/---

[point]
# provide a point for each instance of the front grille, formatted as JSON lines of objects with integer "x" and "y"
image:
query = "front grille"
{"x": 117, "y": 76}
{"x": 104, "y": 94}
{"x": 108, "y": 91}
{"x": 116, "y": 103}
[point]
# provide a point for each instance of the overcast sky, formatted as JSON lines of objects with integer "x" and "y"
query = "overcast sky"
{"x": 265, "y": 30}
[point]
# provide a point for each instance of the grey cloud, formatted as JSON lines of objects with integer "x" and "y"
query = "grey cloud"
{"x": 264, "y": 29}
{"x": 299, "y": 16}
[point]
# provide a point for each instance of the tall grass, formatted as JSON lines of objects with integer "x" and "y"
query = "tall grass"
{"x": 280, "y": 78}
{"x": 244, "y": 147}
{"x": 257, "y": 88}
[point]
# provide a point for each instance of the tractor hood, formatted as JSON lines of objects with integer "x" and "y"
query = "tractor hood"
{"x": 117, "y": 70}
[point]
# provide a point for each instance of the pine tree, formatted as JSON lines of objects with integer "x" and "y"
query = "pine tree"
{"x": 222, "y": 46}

\---

Task directions — Report every line in the records above that contains the string "tractor", copying each such line in full. Only matches with the same capitalization count.

Response to this task —
# provide a point for each instance of the tractor hood, formatted as JSON lines of objects with integer "x" and "y"
query = "tractor hood"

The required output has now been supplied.